Next, let us dive further into the potential issue of defective work under the SOP Act. Technically, the standard retention clauses involve a maximum 5% of the contract value for principals (a.k.a. main contractors or builders) to cover any defects or incomplete work carried out by their agents (a.k.a. subcontractors or tradesmen). It is notable (which anyone with some common senses of the current market sentiment, inflation rate and cost of living should know) that the 5% retention is basically insufficient (in terms of material and labour costs) to rectify defects, cover late-stage design or compliance declarations, and manage claims under statutory warranties – just to name a few. To make things worse, one would imagine who should bear the cost and responsibilities should the relevant agents go into administration or bankruptcy. This phenomenon or expectation is not impossible at all, instead very possible nowadays – considering about 2832 Australian construction companies had gone under during 2023/2024 based on ASIC statistics. This leads to an interesting question mark… if builder or main contractors went bankrupt, owners or clients might be protected by their homeowner warranty to complete the work or rectify defect… how about if subcontractors and suppliers become insolvent, who should the main contractors or builders, who are usually their principals, look for? This thus paints a picture of financial imbalance and risk exposure for main contractors or builders – particularly latent defects are usually discovered late in a building’s lifecycle – not mentioning that the statutory warranty period for residential building work last six and a half years with a potential 6-month extension.

**DATASET EXCERPTS**
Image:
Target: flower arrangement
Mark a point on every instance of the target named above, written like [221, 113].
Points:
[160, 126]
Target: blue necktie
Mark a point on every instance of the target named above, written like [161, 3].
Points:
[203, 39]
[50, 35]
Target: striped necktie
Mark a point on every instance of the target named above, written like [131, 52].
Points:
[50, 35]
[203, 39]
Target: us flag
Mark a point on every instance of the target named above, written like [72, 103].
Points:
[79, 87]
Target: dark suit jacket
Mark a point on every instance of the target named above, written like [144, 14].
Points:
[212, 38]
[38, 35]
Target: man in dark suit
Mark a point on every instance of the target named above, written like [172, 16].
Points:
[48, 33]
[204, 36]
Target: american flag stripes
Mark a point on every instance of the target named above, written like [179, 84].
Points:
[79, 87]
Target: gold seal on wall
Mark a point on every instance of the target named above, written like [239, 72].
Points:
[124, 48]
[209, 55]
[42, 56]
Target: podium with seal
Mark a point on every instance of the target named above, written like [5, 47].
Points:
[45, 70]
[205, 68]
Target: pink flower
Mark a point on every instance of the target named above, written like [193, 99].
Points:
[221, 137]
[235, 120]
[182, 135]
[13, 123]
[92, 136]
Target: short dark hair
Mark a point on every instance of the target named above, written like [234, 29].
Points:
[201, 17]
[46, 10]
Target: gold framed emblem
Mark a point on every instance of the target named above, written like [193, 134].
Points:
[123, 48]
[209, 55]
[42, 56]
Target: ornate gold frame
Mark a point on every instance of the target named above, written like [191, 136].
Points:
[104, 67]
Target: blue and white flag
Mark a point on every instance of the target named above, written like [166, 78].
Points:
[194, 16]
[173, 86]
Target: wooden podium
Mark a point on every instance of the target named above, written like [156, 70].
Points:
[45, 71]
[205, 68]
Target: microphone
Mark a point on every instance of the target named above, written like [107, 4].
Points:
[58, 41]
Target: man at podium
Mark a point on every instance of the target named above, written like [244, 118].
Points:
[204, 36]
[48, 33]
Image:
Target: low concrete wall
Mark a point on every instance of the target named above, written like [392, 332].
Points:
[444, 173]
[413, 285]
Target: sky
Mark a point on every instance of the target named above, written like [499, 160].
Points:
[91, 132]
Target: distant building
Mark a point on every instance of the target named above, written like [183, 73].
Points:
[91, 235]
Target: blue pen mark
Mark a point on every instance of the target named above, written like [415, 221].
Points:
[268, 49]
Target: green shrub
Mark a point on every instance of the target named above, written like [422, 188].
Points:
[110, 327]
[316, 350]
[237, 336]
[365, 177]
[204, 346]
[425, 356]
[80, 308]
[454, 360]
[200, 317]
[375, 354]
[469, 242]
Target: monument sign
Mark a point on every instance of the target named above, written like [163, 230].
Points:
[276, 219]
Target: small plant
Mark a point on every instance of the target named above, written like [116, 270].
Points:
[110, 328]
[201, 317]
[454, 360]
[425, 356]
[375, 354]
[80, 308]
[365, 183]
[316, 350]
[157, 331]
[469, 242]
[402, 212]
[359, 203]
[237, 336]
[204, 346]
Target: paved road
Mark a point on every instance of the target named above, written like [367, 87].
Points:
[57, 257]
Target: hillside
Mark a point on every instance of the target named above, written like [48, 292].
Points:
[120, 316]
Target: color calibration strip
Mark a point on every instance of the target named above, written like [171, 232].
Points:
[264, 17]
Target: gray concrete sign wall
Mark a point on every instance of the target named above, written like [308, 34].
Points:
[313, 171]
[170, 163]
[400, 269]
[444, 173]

**EXERCISES**
- a) According to the passage on defective work under the SOP Act, about how many Australian construction companies went under during 2023/2024?
- b) Pick up the passage on defective work under the SOP Act right after its final sentence and keep writing in the same voice.
The records are separate material and have no connection to the passage on defective work under the SOP Act.

**ANSWERS**
- a) About 2832, based on ASIC statistics.

- b)
In summary, from the perceptive of a builder or main contractor, withholding payment could be very unfair to subcontractors and suppliers who are in constant need of cash flow and have already completed work and delivered materials. However, this does not mean the builder or main contractor needs to be the main funder of a project, and assuming all risks, since: the project retentions are small relative to potential defect costs, which subject to constant increasing rates, and some defects may not be obvious until late in the warranty period. In short, all parties face procedural unfairness in the current payment and contracting system.

With all these in mind, one may ponder:

  • Why smart and AI technologies have not been designed and adopted to facilitate and support the informed decision making rather than relying on framed evidence and adjudicators’ judgement and experience?
  • Why there is a lack of integration and consideration between the SOP Act and statutory warranties?
  • Why is not the government playing the key broker and ‘insurer’ of the construction supply chain? For example, if subcontractors and suppliers went bankrupt, should the main contractor refer to the government authority for assistance? Why can’t the main contractor, suppliers and subcontractors be protected as per project clients under the home insurance warranty?
  • How could Australian government fulfill its national target of building 1.2 million homes across Australia by 2029 if the current mechanism is not favourable for the construction supply chain?
  • Who to blame for this ongoing procedural unfairness in construction?
  • Was the government the key culprit of the current situation of the construction industry and number of bankruptcies in construction? Have some government stimulus grants – especially during the COVID period, backfired?
  • The list goes on….

Disclaimer: This article is for general information purposes only and written based on personal observation and thoughts. The information should be interpreted with care.